Exercise material Start Marker

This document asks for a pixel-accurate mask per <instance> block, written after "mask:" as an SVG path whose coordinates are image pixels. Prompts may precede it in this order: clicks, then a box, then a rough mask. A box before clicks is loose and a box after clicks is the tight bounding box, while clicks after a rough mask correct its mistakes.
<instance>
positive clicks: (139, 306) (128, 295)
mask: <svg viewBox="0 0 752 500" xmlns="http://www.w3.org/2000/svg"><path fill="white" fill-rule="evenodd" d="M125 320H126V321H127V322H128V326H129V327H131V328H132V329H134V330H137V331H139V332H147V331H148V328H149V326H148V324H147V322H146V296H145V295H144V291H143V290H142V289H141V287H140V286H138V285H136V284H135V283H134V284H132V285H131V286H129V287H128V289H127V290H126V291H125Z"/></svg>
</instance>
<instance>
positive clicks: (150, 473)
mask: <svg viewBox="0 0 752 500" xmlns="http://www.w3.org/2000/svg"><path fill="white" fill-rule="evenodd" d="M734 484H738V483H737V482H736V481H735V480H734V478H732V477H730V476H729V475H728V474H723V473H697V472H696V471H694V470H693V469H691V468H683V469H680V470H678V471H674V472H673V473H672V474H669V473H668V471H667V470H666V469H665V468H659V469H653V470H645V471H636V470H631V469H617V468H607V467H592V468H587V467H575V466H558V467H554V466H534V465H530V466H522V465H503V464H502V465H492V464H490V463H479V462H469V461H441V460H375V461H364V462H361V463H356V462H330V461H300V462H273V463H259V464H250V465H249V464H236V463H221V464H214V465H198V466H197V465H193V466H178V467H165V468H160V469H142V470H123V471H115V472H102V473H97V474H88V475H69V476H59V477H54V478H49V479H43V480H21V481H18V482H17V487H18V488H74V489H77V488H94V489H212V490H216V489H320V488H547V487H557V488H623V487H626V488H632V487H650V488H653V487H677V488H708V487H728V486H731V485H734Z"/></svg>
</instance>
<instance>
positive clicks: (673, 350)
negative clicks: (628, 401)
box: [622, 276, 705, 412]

Exercise material End Marker

What the task asks: Quote the data above in full, changing nothing.

Written solution:
This document asks for a pixel-accurate mask per <instance> block, written after "mask:" as an SVG path whose coordinates are image pixels. Prompts may precede it in this order: clicks, then a box, then a rough mask. A box before clicks is loose and a box after clicks is the tight bounding box, while clicks after a rough mask correct its mistakes.
<instance>
positive clicks: (139, 306) (128, 295)
mask: <svg viewBox="0 0 752 500" xmlns="http://www.w3.org/2000/svg"><path fill="white" fill-rule="evenodd" d="M125 320H126V321H127V322H128V326H129V327H131V328H132V329H134V330H137V331H139V332H147V331H148V328H149V326H148V324H147V322H146V296H145V295H144V291H143V290H142V289H141V287H140V286H138V285H136V284H135V283H134V284H132V285H131V286H129V287H128V289H127V290H126V291H125Z"/></svg>
</instance>
<instance>
positive clicks: (150, 473)
mask: <svg viewBox="0 0 752 500" xmlns="http://www.w3.org/2000/svg"><path fill="white" fill-rule="evenodd" d="M734 484H738V483H737V482H736V481H735V480H734V478H732V477H730V476H729V475H728V474H723V473H697V472H696V471H694V470H693V469H691V468H683V469H680V470H678V471H674V472H673V473H672V474H669V473H668V471H667V470H666V469H665V468H659V469H653V470H645V471H636V470H631V469H617V468H607V467H592V468H587V467H575V466H558V467H554V466H534V465H530V466H522V465H503V464H502V465H492V464H490V463H479V462H469V461H441V460H375V461H364V462H361V463H356V462H330V461H300V462H273V463H259V464H250V465H249V464H236V463H221V464H214V465H198V466H197V465H193V466H178V467H165V468H160V469H142V470H123V471H115V472H102V473H97V474H88V475H69V476H59V477H54V478H49V479H43V480H21V481H18V482H17V487H18V488H74V489H77V488H94V489H212V490H216V489H320V488H547V487H557V488H623V487H626V488H632V487H650V488H653V487H677V488H708V487H728V486H731V485H734Z"/></svg>
</instance>
<instance>
positive clicks: (673, 350)
negative clicks: (628, 401)
box: [622, 276, 705, 412]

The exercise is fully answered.